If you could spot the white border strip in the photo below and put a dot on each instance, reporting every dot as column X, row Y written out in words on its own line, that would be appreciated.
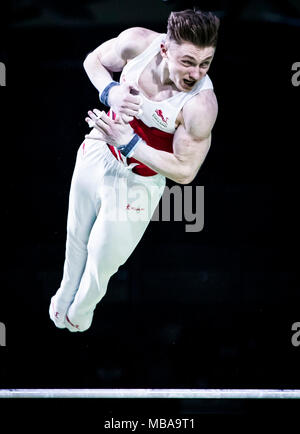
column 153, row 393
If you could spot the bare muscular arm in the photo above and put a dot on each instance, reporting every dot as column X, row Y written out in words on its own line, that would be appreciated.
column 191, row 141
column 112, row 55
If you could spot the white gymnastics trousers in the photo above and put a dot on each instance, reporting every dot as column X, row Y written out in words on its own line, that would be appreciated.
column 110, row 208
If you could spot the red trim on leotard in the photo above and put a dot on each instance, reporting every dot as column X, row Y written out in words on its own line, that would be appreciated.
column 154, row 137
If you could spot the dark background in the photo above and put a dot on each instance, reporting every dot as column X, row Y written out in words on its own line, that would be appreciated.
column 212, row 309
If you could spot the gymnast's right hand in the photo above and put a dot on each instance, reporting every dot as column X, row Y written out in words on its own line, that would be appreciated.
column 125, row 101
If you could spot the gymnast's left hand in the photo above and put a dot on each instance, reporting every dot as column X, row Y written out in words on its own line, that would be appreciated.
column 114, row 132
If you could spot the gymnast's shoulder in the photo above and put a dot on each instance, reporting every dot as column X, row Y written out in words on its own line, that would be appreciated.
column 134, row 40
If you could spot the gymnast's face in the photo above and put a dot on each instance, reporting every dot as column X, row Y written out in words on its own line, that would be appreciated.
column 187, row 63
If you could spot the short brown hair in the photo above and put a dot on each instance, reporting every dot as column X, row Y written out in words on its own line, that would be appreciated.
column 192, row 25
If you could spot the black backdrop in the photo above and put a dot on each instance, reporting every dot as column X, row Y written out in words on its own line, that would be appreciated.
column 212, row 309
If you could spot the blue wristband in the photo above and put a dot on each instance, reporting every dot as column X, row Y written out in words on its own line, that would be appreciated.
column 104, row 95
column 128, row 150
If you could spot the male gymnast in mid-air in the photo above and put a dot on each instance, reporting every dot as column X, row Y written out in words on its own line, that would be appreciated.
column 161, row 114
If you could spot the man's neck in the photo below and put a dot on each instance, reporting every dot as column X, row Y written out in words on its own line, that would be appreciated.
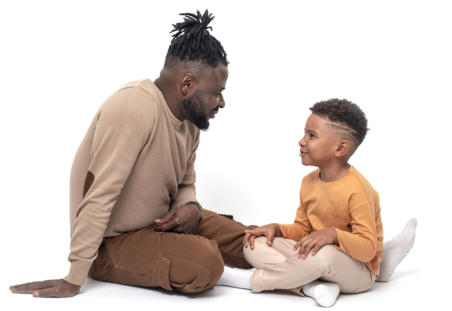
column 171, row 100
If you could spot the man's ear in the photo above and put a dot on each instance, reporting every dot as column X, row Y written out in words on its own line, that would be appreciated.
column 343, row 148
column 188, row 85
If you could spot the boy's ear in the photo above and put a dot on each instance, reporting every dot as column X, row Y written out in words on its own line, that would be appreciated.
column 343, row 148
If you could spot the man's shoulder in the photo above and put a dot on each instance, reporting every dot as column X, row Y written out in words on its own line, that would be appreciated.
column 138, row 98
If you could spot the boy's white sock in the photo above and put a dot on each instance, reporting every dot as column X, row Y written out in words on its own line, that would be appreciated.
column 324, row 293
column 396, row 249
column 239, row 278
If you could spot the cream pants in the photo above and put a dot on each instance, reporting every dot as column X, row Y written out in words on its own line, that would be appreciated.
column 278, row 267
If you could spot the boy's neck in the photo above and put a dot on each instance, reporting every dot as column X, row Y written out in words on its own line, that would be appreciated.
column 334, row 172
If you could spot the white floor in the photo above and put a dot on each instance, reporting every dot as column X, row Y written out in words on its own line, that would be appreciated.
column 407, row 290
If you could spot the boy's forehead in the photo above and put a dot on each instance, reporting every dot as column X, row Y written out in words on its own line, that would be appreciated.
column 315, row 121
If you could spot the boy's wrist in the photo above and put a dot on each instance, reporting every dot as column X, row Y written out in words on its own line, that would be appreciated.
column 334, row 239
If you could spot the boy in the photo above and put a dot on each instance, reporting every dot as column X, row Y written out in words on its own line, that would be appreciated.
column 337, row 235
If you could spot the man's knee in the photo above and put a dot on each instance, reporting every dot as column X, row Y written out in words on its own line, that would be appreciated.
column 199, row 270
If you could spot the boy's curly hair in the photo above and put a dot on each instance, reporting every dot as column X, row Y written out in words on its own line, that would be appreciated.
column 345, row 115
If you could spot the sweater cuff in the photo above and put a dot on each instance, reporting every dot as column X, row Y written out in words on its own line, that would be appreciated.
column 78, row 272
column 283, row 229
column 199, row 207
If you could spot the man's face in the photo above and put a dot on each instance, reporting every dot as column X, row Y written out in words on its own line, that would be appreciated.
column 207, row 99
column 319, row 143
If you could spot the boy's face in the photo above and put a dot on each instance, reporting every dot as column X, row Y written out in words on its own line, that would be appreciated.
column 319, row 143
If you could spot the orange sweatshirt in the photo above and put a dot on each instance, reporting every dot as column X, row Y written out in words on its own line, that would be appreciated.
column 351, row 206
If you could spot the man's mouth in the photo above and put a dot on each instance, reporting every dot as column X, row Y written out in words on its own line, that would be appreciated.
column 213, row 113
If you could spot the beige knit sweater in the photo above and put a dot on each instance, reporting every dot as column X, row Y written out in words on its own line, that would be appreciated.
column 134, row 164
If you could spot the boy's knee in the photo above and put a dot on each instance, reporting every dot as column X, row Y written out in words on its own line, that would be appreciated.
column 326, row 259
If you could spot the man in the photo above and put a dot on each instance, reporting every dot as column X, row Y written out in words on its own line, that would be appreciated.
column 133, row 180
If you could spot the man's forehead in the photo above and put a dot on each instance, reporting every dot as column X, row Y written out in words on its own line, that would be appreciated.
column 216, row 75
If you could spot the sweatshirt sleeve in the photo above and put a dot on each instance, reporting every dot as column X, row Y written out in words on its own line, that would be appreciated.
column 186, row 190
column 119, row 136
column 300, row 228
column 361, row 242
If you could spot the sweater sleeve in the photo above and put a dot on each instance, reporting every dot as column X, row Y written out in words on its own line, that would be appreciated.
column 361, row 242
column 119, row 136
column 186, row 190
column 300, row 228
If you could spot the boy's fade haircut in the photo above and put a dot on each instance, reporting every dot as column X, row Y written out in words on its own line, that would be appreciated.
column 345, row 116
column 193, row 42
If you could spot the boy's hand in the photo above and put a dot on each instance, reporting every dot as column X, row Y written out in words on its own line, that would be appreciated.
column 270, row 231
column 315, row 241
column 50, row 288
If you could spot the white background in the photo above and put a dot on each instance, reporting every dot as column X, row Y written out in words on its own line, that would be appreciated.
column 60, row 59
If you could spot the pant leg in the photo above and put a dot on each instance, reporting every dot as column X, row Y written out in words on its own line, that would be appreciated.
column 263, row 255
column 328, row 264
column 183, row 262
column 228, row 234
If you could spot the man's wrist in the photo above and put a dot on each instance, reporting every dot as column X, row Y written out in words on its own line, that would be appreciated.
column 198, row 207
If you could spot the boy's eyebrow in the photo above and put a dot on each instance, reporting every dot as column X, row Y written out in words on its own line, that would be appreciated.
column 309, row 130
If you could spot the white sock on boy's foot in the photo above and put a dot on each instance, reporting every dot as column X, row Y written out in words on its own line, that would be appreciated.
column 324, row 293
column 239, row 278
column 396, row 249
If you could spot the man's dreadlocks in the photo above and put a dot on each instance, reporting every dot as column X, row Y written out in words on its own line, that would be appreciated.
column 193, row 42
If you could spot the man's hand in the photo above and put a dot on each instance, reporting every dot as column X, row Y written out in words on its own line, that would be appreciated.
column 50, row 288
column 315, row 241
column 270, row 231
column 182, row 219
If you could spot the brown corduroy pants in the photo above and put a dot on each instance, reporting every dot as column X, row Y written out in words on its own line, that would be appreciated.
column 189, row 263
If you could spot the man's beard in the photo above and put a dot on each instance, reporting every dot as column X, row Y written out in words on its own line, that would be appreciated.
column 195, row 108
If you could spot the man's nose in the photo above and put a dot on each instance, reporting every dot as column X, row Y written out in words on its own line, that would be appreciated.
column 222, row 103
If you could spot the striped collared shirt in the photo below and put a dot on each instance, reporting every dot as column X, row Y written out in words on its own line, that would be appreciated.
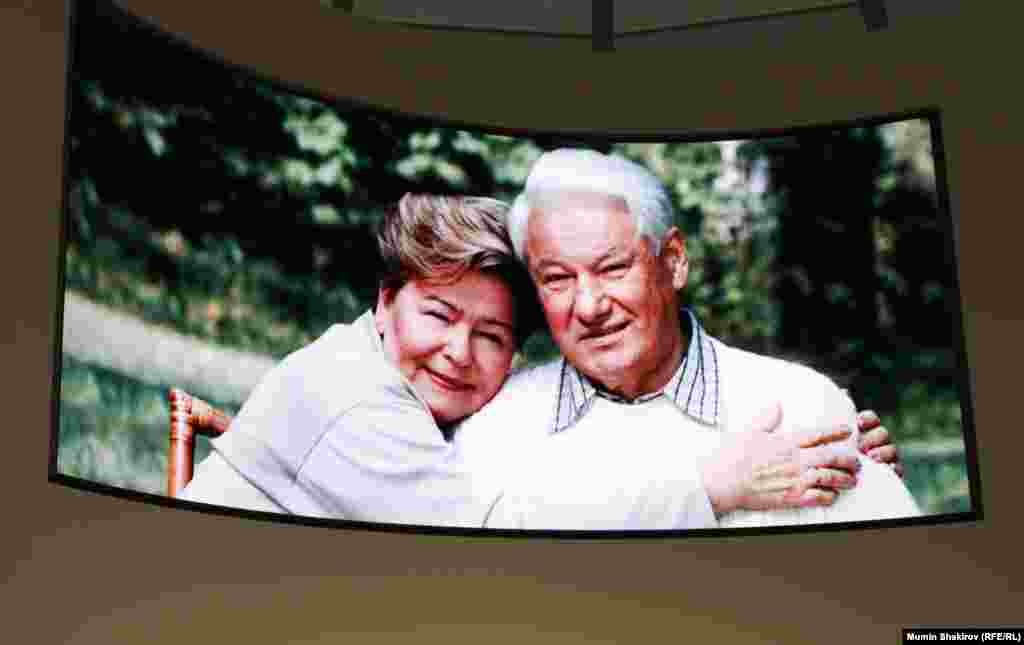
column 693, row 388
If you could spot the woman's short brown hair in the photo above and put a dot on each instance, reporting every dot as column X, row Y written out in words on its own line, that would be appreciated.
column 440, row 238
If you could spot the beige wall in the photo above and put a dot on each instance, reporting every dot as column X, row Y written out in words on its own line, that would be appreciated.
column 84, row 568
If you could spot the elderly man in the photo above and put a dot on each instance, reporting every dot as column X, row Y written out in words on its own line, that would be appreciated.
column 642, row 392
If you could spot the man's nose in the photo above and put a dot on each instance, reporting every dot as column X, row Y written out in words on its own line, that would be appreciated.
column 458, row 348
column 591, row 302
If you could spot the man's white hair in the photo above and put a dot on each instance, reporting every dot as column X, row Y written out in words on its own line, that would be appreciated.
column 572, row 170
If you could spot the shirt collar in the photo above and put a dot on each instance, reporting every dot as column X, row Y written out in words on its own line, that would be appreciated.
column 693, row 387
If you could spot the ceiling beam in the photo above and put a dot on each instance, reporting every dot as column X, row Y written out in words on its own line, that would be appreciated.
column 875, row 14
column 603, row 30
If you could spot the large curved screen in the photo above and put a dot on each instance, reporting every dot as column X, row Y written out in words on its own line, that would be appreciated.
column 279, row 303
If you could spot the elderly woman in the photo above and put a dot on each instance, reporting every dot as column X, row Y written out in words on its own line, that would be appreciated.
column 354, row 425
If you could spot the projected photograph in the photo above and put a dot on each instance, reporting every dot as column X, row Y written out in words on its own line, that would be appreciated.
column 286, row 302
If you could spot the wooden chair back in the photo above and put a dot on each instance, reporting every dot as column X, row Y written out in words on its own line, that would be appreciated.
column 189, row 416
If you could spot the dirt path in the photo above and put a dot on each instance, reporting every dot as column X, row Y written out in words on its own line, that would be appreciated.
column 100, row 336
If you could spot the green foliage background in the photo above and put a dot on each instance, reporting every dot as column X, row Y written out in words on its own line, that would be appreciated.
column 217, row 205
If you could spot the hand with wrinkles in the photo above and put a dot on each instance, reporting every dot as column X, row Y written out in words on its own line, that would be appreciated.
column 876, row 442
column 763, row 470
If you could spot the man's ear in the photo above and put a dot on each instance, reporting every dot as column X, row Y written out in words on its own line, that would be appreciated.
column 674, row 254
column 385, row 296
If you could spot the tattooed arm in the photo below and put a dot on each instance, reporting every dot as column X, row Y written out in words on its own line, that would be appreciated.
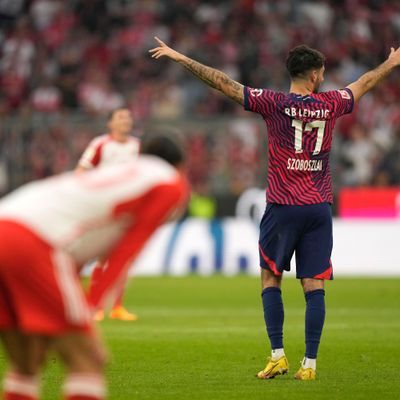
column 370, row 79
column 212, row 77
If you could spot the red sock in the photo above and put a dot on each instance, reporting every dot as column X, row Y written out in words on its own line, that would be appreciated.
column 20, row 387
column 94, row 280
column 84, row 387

------------------------------------------------------------------------

- Given instruction
Return, character for character, the lines of the records starting at the line containing "If you could spot the cream" and ending at the line containing "column 315, row 121", with both of those lines included.

- Written response
If you could spot the cream pants in the photo above and put a dot on each instance, reporting every dot as column X, row Y written out in words on its own line, that would be appreciated.
column 278, row 267
If you could spot the boy's neck in the photo above and put a dot on each instance, reporting every dot as column X, row Y written out in words on its own line, that would be appreciated.
column 334, row 172
If you could spot the white floor in the photo above and put a dot on each instance, reporting every dot as column X, row Y written out in words on its own line, that would be appreciated.
column 407, row 290
If you could spot the boy's forehead in the photo above and put a dot on each instance, reporting every dot as column X, row Y written out in words on its own line, that would be appreciated.
column 315, row 121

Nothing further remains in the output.